— INSTRUKSI YANG DIBERIKAN 1 —
Pilih dan salin setiap baris entri di bawah yang memuat kata "vintage". Huruf besar dan huruf kecil dibedakan.
— INSTRUKSI YANG DIBERIKAN 2 —
Tuliskan kelanjutan teks di bawah tentang penolakan pembangunan mal di kawasan Benteng Kuto Besak, dimulai setelah kalimat terakhirnya.

##### TEKS YANG DIBERIKAN

Sejarah Penolakan Pembangunan Mall di Kawasan Benteng Kuto Besak Tahun 2002

Berita Utama39 Dilihat
banner1080x1080

Palembang, Sumselpost.co.id — Penolakan terhadap rencana pembangunan mal di kawasan Benteng Kuto Besak (BKB) pada tahun 2002 menjadi salah satu catatan penting gerakan masyarakat sipil Palembang. Upaya tersebut terjadi ketika seorang investor berencana membangun mal di atas lahan eks Bioskop Garuda, namun menuai protes luas dari para tokoh masyarakat serta puluhan organisasi kemasyarakatan (Ormas) dan LSM di Kota Palembang.

Menurut Kemas Idham Abubakar, SP — Ketua Harian Angkatan Muda Keluarga Palembang Darussalam sekaligus saksi sejarah penolakan — proyek pembangunan tersebut dinilai melanggar Perda No. 7 Tahun 1997 tentang Kawasan Benteng Kuto Besak serta Perda No. 8 Tahun 2000 tentang RUTR Kota Palembang.

Penolakan pertama kali muncul pada Agustus 2002 dan dimotori sejumlah tokoh, di antaranya Drs. RMS Prabu Diradja SH (Yayasan Kesultanan Palembang), Ustadz Ahmad Umar Thoyib, Hamdani S.Si, Novianto, Nopriansyah, serta tokoh-tokoh LSM Pusat Peran Serta Masyarakat (PPM) Sumsel. Gerakan ini kemudian mendapat dukungan luas dari berbagai elemen, termasuk Ir. Dailami Malik Tadjudin, Zuhdiyah M.Ag, Mgs. Rudi M. Soleh, Kemas Idham SP, MHA Dailami S.Ag, dan sejumlah tokoh lainnya.

Dukungan penolakan semakin meluas hingga awal 2003, termasuk dari Kerukunan Keluarga Palembang (KKP) yang dipimpin Kgs. H. Roni Hanan serta organisasi Fokus Umat. Dengan tekanan publik yang terus meningkat, Pemerintah Kota Palembang akhirnya memutuskan tidak memproses perizinan pembangunan mal di kawasan BKB.

##########
##### DATA MASUKAN

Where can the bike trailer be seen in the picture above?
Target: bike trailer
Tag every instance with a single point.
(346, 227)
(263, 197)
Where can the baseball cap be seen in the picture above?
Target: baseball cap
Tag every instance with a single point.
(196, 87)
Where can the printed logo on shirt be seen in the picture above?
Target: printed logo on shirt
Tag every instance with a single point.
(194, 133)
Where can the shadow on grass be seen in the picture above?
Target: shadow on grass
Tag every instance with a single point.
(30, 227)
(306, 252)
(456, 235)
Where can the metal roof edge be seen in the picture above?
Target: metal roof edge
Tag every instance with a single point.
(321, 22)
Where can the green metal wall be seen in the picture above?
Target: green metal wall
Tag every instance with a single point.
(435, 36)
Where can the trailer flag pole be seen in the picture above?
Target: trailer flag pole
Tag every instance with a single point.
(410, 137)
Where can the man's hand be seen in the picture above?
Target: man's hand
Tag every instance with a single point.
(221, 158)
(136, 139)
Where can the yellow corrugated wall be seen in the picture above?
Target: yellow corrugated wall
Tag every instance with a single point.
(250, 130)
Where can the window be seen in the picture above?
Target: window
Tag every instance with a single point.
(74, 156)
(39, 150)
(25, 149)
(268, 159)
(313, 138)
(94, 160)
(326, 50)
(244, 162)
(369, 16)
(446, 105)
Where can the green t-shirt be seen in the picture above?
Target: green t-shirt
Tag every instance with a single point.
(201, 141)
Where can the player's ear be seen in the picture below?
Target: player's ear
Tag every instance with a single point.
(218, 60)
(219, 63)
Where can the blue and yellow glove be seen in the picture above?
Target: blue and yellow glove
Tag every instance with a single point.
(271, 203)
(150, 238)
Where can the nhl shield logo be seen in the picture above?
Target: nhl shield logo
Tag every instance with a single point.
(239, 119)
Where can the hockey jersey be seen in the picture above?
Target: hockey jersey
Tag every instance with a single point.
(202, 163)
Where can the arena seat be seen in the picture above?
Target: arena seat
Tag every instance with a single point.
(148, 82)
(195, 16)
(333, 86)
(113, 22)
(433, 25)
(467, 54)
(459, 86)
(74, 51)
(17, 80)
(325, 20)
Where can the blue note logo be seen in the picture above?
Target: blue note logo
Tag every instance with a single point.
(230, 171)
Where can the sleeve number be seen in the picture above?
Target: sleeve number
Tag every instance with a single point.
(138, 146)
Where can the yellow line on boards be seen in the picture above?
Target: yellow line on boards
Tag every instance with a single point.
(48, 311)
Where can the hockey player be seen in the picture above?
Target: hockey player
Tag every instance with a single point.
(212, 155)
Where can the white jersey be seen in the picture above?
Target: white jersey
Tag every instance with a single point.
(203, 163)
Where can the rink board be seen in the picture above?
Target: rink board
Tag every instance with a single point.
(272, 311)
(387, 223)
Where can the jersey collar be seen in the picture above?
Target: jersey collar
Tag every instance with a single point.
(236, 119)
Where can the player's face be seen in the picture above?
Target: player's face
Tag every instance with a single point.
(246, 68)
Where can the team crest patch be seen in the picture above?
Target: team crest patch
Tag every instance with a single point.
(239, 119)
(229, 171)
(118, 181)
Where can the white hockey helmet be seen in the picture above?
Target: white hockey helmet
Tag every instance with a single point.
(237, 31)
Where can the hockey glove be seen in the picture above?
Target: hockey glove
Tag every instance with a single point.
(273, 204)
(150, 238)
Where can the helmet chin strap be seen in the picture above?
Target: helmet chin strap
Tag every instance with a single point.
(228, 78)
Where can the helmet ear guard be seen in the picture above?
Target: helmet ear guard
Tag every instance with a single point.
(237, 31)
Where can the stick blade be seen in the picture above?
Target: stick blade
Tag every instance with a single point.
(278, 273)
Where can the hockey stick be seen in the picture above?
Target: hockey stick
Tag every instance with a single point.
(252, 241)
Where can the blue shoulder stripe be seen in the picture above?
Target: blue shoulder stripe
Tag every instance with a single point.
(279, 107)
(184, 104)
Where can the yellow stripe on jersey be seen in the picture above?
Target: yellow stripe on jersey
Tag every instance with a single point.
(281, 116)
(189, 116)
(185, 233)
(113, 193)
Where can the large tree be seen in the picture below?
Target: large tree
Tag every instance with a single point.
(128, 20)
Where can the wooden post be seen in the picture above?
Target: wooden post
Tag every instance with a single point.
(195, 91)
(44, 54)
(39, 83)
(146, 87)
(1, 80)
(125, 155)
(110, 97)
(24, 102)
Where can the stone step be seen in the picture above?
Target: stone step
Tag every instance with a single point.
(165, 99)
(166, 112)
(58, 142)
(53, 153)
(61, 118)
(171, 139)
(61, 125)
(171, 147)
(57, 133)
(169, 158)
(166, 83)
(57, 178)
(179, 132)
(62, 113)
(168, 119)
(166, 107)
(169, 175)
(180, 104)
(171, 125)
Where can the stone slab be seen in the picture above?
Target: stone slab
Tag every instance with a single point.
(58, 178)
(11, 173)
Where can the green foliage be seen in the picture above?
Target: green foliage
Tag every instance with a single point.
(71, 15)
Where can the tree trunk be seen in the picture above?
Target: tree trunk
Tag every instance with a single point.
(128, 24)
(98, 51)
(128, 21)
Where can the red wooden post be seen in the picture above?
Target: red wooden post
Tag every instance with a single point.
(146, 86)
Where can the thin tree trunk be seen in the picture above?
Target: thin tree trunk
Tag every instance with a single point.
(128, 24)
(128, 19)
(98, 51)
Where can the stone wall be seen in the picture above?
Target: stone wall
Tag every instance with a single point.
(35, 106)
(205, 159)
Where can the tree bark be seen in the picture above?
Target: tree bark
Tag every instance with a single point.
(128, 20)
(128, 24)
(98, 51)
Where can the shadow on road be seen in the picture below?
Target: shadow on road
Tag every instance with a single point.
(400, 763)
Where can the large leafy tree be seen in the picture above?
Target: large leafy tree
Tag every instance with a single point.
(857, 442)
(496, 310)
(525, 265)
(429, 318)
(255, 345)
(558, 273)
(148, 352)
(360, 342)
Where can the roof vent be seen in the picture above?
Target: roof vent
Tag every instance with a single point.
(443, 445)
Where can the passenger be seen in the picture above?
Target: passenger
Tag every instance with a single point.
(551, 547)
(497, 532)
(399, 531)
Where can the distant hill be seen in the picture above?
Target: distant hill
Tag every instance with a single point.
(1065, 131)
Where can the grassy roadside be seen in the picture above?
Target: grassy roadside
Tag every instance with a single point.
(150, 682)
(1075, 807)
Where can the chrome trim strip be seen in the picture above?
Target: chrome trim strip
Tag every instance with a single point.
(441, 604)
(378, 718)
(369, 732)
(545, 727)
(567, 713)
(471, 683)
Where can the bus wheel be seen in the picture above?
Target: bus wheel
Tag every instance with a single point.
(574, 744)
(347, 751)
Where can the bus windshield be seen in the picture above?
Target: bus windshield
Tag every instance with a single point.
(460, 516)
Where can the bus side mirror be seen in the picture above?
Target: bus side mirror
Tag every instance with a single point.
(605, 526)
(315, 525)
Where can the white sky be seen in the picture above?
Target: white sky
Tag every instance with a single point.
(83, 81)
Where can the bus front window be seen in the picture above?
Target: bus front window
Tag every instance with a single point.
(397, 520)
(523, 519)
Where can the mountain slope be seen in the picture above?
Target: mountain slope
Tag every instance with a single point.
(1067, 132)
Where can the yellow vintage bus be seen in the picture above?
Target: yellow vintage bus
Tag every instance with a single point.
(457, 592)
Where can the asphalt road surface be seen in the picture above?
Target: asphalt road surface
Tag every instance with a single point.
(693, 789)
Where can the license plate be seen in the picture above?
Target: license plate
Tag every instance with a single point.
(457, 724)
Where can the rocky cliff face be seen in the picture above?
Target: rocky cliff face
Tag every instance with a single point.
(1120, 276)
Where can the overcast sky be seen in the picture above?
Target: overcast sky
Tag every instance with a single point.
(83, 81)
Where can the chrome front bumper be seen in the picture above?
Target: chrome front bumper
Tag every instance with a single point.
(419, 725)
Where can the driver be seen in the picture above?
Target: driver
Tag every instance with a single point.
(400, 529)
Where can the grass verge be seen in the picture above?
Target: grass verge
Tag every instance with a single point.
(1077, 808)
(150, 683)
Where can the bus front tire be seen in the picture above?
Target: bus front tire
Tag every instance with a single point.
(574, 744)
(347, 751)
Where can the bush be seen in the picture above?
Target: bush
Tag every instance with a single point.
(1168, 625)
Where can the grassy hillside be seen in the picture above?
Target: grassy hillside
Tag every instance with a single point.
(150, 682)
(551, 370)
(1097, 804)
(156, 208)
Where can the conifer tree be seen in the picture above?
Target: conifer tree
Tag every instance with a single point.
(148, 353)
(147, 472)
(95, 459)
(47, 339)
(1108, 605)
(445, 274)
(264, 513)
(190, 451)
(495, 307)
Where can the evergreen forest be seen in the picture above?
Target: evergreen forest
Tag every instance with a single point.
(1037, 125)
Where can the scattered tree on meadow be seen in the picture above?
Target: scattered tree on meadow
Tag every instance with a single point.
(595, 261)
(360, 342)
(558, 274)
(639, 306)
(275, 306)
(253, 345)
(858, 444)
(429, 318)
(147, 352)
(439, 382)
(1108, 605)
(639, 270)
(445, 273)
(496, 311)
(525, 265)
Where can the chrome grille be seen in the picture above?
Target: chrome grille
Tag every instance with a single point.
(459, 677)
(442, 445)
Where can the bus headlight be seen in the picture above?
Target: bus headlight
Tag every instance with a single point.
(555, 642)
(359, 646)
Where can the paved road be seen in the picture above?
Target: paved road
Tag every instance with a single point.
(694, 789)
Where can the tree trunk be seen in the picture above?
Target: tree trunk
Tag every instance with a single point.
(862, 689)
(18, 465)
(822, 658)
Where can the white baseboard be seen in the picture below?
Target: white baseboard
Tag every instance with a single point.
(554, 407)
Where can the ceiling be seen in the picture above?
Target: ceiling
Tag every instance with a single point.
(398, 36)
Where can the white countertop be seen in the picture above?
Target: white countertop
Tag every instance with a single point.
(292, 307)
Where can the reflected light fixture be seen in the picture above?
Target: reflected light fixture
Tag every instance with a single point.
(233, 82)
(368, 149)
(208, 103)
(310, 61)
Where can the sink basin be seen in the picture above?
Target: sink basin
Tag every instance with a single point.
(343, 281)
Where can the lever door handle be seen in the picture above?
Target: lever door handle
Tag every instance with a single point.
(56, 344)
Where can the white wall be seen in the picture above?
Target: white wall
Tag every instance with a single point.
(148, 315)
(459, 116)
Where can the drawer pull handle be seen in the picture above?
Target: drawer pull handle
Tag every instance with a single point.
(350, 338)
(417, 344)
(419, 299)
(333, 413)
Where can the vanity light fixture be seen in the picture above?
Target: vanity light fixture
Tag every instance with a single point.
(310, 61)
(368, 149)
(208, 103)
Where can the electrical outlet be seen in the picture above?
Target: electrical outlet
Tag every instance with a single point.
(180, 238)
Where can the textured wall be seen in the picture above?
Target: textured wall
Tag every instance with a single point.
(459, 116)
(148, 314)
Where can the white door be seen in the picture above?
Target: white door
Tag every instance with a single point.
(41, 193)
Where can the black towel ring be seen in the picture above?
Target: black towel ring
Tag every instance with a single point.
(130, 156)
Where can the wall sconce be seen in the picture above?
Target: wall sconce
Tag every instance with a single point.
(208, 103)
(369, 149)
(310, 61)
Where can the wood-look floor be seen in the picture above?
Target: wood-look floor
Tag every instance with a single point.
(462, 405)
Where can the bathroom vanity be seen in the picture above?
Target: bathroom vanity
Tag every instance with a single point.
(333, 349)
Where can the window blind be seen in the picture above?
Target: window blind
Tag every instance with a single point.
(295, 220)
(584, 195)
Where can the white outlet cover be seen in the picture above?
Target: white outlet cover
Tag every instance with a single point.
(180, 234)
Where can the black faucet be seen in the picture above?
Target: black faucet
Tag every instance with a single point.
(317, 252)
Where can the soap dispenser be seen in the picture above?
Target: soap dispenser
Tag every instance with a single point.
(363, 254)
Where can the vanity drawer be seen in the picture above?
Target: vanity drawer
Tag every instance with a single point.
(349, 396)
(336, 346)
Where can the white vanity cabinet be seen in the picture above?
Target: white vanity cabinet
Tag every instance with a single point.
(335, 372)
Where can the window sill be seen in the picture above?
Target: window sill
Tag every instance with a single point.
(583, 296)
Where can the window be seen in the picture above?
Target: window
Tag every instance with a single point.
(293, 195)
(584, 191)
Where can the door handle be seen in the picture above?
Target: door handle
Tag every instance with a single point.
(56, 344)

##########

— JAWABAN TERTULIS 1 —
Where can the yellow vintage bus be seen in the picture above?
Target: yellow vintage bus

— JAWABAN TERTULIS 2 —
Gerakan penolakan ini juga melahirkan konsolidasi rutin berbagai tokoh dan LSM Palembang. Aksi demonstrasi digelar pada awal Januari 2003, dipimpin oleh Kemas Idham SP, yang kemudian berujung pada Seminar Sehari Palembang Darussalam di Auditorium IAIN Raden Fatah pada 11 Januari 2003, dilanjutkan dengan musyawarah adat sesepuh Palembang.

Seminar tersebut menghasilkan 10 butir rekomendasi, beberapa di antaranya:

1. Mendorong Wali Kota dan DPRD Palembang untuk mengembalikan identitas Palembang sebagai Darussalam, sekaligus menetapkannya sebagai nama resmi kota.

2. Mengembalikan peran Majelis Adat/Guguk sesuai fungsi tradisional, termasuk pendataan tetuo kampung.

3. Menghidupkan kembali adat dan budaya Palembang Darussalam, seperti Syarofal Anam, arak-arakan pengantin, ngobeng, masang tarub, hingga tradisi takziah.

4. Mengembalikan aset-aset Kesultanan Palembang Darussalam, termasuk Benteng Kuto Besak, sebagai benda cagar budaya yang wajib dilindungi.

5. Mendukung Masjid Agung Palembang sebagai pusat kajian Islam.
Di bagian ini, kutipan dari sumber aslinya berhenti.